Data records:
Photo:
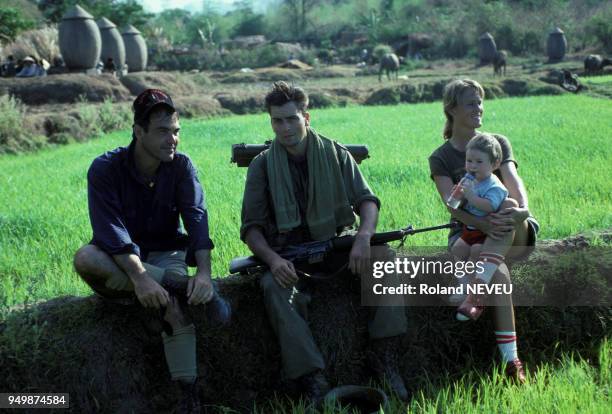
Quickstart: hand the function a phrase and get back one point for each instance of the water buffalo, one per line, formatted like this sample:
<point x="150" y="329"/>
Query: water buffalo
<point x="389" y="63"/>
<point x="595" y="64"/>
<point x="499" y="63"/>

...

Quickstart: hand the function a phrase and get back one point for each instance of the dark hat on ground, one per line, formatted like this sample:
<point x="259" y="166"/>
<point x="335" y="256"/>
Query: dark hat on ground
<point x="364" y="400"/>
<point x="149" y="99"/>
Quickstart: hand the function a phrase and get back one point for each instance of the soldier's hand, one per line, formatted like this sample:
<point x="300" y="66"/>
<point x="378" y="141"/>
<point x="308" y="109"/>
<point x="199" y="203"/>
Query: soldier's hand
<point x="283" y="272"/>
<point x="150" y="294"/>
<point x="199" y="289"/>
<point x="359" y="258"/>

• Work to complete
Filter the material above, keeping only the lines that contain the string "ground". Copy each such line in full.

• Solution to this task
Quickstart: hand the function a phrase and get back one point for each instance of the dark hat on ground, one per line, formatted like this sample:
Query: dark hat on ground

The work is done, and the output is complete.